Start of Reading passage

Gold vs. the Stablecoin-CBDC Ruse
Are stablecoins just CBDC by another name?
The answer is essentially: Yes.
Below we discuss the recent passage of the Genuis Act, the USA’s first national cryptocurrency legislation and address why this matters, the risks it poses and the golden options left to us in a world rapidly yet quietly turning toward fewer freedoms and greater centralization and control.
No Surprise
VON GREYERZ was founded decades ago under the clear and simple premise that unsustainable sovereign debt levels were creating an environment of unacceptable market, banking and currency risk.
During these many years, such risks, of course, have been playing out in real time at a daily level.
Our warnings, based upon real-world banking, risk asset management and executive commercial experience, have been neither theoretical nor sensational.
Instead, they have been tragically foreseeable.
We have tracked exponentially rising and empirically undeniable global and US debt levels, tragi-comical bank failures and banking risks, derivative time bombs, weaponized currency policies leading to obvious de-dollarization trends and the deliberate debasement of paper money to monetize a global debt crisis which fully explains and underpins a rigged financial system that is rotting from within.

End of Reading passage
Start of Entries supplied

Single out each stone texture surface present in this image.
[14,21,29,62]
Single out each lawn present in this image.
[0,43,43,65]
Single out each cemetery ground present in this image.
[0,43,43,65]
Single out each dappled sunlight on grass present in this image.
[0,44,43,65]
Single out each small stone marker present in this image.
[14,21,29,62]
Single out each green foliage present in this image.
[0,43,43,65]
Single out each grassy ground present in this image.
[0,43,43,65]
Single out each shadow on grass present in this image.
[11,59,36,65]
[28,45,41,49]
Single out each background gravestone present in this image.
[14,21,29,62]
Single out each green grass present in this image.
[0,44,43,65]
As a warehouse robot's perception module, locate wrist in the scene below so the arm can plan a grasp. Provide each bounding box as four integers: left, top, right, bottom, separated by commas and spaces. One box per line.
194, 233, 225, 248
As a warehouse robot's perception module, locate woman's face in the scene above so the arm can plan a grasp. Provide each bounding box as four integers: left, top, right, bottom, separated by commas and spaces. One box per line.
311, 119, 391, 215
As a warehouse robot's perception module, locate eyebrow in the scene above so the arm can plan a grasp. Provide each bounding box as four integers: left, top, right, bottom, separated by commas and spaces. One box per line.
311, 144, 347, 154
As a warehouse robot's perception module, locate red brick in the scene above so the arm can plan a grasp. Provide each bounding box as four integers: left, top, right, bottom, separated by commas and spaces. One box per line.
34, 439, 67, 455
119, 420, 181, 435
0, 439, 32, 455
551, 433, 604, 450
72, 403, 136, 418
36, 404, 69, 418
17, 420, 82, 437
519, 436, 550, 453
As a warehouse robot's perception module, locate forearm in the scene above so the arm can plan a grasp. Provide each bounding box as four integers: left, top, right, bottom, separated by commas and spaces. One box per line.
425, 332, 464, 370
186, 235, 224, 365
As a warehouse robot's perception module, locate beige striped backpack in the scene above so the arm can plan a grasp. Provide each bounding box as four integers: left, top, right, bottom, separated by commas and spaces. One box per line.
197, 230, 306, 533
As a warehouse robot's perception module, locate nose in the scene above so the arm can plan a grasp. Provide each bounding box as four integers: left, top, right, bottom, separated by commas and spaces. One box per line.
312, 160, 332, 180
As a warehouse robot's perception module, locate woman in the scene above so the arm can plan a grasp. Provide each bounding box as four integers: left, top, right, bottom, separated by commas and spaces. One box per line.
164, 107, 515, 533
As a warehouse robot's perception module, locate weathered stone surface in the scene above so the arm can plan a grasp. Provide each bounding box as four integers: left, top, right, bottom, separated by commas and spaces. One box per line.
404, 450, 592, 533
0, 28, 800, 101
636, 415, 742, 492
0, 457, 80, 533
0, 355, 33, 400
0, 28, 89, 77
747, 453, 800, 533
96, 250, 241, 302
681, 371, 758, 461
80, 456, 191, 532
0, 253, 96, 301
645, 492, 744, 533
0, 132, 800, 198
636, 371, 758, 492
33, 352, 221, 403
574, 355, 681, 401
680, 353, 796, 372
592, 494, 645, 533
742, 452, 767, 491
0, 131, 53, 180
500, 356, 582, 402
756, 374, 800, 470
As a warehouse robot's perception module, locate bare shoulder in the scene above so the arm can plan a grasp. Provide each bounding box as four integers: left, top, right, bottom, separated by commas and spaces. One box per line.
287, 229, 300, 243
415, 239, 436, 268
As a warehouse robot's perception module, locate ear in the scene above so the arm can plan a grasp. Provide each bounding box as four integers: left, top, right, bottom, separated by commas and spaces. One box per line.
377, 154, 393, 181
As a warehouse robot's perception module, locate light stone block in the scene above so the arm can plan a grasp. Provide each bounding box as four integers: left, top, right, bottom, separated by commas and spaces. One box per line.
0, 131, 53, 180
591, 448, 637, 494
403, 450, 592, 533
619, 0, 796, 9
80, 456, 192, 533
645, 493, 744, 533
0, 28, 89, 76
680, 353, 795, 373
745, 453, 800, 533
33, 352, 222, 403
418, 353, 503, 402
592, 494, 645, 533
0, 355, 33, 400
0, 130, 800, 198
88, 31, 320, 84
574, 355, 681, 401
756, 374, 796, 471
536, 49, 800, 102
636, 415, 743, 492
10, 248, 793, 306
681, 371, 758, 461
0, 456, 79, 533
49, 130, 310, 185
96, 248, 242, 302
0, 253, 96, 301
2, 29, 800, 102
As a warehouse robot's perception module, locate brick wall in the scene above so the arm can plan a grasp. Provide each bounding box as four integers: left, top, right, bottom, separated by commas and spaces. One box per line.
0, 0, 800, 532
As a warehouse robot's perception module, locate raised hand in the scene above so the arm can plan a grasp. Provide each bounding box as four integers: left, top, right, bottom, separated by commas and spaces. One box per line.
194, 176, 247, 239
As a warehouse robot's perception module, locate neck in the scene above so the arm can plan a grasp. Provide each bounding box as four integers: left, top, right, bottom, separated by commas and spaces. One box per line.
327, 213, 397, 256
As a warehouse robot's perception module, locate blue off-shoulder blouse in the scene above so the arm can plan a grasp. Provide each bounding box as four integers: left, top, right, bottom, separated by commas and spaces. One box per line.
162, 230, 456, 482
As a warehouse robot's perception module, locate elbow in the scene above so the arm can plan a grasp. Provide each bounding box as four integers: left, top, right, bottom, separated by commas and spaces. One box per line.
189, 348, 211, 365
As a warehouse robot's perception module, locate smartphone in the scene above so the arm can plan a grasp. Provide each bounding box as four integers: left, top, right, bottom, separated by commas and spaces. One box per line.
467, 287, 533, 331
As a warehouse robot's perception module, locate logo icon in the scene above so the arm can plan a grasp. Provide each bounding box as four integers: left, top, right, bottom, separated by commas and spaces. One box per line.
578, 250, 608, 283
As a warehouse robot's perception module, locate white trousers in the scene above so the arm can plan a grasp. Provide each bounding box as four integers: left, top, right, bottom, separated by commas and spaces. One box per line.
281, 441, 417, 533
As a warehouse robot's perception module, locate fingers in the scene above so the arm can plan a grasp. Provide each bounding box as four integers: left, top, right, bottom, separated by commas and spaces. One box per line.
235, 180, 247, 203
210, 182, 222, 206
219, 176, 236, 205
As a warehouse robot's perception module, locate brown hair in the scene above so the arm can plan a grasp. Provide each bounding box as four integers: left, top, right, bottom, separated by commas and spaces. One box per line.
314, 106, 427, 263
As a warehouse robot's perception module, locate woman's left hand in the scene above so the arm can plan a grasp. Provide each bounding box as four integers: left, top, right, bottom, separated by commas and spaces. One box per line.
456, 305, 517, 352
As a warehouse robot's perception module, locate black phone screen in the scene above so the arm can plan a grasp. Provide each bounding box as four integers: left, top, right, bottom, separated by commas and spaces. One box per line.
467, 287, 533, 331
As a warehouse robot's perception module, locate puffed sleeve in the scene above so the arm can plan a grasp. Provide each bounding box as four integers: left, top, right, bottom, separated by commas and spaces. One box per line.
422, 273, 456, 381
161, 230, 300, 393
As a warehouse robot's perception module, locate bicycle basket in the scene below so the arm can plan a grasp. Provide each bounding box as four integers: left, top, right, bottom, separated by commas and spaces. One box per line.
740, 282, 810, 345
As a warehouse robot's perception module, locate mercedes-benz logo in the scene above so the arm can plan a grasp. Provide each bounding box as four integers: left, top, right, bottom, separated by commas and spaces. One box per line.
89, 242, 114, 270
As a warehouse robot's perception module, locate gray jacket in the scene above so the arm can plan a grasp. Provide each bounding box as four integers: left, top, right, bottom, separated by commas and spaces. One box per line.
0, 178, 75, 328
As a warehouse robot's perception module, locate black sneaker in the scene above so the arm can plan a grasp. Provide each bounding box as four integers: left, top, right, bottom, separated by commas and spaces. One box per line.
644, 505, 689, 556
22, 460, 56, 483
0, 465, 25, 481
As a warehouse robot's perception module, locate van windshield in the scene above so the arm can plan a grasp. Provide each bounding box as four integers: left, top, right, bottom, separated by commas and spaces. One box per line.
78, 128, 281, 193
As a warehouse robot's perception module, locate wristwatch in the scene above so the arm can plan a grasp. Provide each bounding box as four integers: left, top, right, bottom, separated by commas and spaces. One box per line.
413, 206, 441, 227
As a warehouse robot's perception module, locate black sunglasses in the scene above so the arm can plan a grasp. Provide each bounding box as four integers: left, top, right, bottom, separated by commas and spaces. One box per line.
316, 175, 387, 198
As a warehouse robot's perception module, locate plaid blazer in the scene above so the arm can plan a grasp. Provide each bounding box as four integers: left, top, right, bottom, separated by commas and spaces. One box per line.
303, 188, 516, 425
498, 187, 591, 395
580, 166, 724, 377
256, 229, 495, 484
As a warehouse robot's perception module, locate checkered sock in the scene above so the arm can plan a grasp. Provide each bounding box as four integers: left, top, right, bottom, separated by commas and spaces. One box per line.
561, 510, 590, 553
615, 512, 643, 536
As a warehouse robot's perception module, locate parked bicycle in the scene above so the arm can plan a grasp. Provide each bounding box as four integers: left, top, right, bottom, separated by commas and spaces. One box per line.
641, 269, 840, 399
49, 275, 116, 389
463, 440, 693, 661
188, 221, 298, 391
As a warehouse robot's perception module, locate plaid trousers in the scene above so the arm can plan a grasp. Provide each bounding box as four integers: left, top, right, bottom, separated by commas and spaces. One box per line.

End of Entries supplied

§ Exercise prompt:
Continue the article on gold and stablecoins from where it stops.

§ Expected answer:
In short: We have years of “receipts” to support and confirm our warnings, all of which are based on a blunt understanding of math and history.
Repeating the Obvious
It’s easy just to say, as I often do, that debt matters, or even that “the bond market is everything.”
But beneath such seemingly academic declarations lies a highly complex ripple effect of currency, market and personal risks which impact the very lives and freedoms we intuitively cherish.
In other words, debt matters because debt destroys at every level—from the financial, political and geopolitical, to our very front door.
Higher Debt = Higher Centralization
One key theme which I have tracked obsessively is the direct correlation between rising sovereign debt levels and declining personal freedoms.
Without exception throughout the grand arc of history, centralization follows debt-trapped policy makers like night follows day.
We Have the Receipts & They’re Date-Stamped
Rather than repeat each detail of this thesis, let the following string cite of personal warnings confirm the same:
2020:
2021:
2022:
2023:
2024:
2025:
The foregoing articles and interviews support a driving thesis: Our so-called “experts” are creating a world of neo-feudalism, which long ago destroyed free market capitalism while simultaneously frog-boiling an erosion of our personal freedoms as investment risks skyrocket.
The Stupid “GENIUS Act”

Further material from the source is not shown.